> EXERCISE PROMPT:
Copy out every record below, word for word.

#### THE INPUT ####

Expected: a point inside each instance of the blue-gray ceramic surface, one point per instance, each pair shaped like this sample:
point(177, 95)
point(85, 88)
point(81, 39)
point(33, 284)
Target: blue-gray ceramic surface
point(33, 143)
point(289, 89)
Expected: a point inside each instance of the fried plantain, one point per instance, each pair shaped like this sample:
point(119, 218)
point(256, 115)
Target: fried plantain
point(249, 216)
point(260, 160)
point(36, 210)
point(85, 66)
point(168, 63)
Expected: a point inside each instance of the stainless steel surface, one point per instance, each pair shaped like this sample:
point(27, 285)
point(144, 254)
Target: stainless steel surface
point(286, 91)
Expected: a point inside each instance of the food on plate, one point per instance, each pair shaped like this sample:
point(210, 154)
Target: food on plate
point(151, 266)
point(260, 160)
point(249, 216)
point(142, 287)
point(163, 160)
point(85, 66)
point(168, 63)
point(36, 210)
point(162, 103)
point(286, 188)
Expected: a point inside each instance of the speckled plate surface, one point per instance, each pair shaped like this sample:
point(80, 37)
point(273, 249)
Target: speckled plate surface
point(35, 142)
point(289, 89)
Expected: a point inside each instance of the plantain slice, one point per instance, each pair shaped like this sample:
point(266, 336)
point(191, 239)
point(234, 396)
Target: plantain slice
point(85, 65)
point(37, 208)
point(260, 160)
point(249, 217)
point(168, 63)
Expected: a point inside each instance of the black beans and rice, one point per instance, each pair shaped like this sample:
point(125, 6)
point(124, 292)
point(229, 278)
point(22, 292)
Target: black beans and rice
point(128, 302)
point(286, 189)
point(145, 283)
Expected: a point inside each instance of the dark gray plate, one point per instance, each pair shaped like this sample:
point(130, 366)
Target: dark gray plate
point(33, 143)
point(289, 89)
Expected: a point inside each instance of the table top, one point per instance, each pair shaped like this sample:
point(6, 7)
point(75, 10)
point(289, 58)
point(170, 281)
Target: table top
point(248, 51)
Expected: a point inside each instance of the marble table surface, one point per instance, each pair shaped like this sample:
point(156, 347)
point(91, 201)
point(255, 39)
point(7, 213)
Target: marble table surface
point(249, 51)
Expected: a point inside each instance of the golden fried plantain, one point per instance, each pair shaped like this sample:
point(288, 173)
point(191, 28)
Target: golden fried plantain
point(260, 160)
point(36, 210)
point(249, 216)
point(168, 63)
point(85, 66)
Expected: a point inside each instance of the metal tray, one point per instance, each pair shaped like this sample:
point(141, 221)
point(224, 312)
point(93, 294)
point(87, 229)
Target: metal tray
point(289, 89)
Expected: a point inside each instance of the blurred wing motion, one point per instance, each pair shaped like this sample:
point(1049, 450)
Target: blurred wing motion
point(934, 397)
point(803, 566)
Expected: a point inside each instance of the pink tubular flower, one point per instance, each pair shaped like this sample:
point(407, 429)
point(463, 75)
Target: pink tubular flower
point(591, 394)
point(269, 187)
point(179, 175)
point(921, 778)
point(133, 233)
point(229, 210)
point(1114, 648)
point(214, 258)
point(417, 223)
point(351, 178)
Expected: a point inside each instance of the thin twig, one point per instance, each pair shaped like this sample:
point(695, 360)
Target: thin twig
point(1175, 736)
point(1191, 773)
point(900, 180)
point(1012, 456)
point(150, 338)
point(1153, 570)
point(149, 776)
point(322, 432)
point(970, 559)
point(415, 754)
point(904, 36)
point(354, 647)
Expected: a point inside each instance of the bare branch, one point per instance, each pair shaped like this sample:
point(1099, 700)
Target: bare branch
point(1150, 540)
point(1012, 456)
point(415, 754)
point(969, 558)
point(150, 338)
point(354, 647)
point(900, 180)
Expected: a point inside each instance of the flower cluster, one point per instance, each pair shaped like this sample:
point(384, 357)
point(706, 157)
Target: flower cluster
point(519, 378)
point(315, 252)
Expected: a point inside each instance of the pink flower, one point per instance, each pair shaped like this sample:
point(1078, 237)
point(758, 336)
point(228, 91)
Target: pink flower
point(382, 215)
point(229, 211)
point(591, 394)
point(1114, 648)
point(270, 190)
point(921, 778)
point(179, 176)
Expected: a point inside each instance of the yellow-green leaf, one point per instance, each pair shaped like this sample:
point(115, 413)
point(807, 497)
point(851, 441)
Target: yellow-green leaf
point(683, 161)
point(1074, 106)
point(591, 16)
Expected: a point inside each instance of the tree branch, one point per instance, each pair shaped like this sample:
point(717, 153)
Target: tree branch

####

> WRITTEN ANSWER:
Expected: a point inside each instance of the blue-gray ceramic surface, one point per instance, each pair shaped like this sample:
point(177, 95)
point(85, 88)
point(81, 39)
point(33, 284)
Target: blue-gray ceramic surface
point(33, 143)
point(289, 89)
Expected: a point inside each instance of the fried plantain, one point per instance, each pair shaped like this sample:
point(119, 218)
point(256, 115)
Target: fried plantain
point(249, 216)
point(260, 160)
point(36, 210)
point(85, 66)
point(168, 63)
Expected: a point inside each instance of the stainless steel surface, one point per instance, each pair shaped like this sample:
point(27, 285)
point(144, 254)
Target: stainless steel surface
point(286, 91)
Expected: a point inside each instance of the food on plate, one point per instance, each pair shaped like this sample:
point(210, 154)
Target: food on plate
point(151, 266)
point(260, 160)
point(249, 216)
point(142, 287)
point(163, 160)
point(85, 66)
point(168, 63)
point(36, 210)
point(162, 103)
point(286, 188)
Expected: a point inside each instance of the speckled plate surface, one point per instance, each pair shaped like this sample:
point(80, 37)
point(273, 249)
Target: speckled plate surface
point(35, 142)
point(289, 89)
Expected: a point inside each instance of the plantain slice, one point per instance, each pair shaped like this sample:
point(266, 336)
point(191, 239)
point(234, 396)
Target: plantain slice
point(85, 65)
point(37, 208)
point(260, 160)
point(249, 217)
point(168, 63)
Expected: a point inside each instance of the black beans and rice, one point per instance, each pair shaped like this sample:
point(125, 6)
point(124, 292)
point(229, 278)
point(22, 292)
Target: black beans and rice
point(128, 302)
point(286, 189)
point(145, 283)
Expected: a point inside each instance of the dark gray plate, one point per instance, each pair shaped like this sample:
point(130, 366)
Target: dark gray plate
point(33, 143)
point(289, 89)
Expected: a point inside each instance of the table top, one point per instance, each pair shaped like this sample:
point(6, 7)
point(75, 10)
point(289, 58)
point(170, 281)
Target: table top
point(248, 51)
Expected: a point inside each instance of the marble table surface, one point per instance, each pair shaped like this sample:
point(156, 347)
point(91, 201)
point(255, 39)
point(7, 213)
Target: marble table surface
point(249, 51)
Expected: a point inside each instance of the golden fried plantain, one point per instance, each pair shaped like this sample:
point(288, 173)
point(191, 28)
Target: golden fried plantain
point(260, 160)
point(36, 210)
point(249, 216)
point(168, 63)
point(85, 66)
Expected: a point inside each instance of the metal tray, one point per instance, each pair shaped like this sample:
point(141, 221)
point(224, 312)
point(93, 294)
point(87, 229)
Target: metal tray
point(289, 89)
Expected: a point inside each instance of the blurred wing motion, one point per instance, each pair shaped like this sample:
point(1049, 450)
Target: blurred wing motion
point(934, 397)
point(803, 566)
Expected: a point inside each instance of the pink tubular flower, one point per instance, each pair shaped like this sample:
point(407, 429)
point(463, 75)
Target: pink tubular flower
point(591, 394)
point(269, 187)
point(179, 175)
point(921, 778)
point(133, 233)
point(229, 210)
point(1114, 648)
point(214, 258)
point(417, 223)
point(351, 178)
Expected: a point inside each instance of the thin twig, one point per instance, each pair shaped like this sample:
point(695, 360)
Target: thin twig
point(1175, 736)
point(1191, 773)
point(900, 180)
point(1012, 456)
point(150, 338)
point(1153, 570)
point(149, 776)
point(322, 432)
point(970, 559)
point(415, 754)
point(904, 36)
point(354, 647)
Expected: a point inside each instance of the bare branch, one point per instance, each pair shaped like this sample:
point(1099, 700)
Target: bare branch
point(1150, 540)
point(1012, 456)
point(415, 754)
point(969, 558)
point(150, 338)
point(354, 647)
point(900, 180)
Expected: a point inside each instance of the flower cluster, one point per instance, each pair shaped like this sample:
point(384, 357)
point(706, 157)
Target: flower cluster
point(519, 378)
point(315, 252)
Expected: a point inside each instance of the pink flower, one point per instance, each pair shaped like this sample:
point(1078, 237)
point(758, 336)
point(228, 91)
Target: pink flower
point(382, 215)
point(229, 211)
point(591, 394)
point(1114, 648)
point(270, 190)
point(921, 778)
point(179, 176)
Expected: a point inside each instance of the yellow-green leaf, one point per instance, each pair shaped like this sample:
point(115, 413)
point(807, 497)
point(851, 441)
Target: yellow-green leaf
point(683, 161)
point(1074, 106)
point(591, 16)
Expected: a point inside each instance of the tree branch, one point per instance, each pair shaped like this sample:
point(717, 153)
Target: tree branch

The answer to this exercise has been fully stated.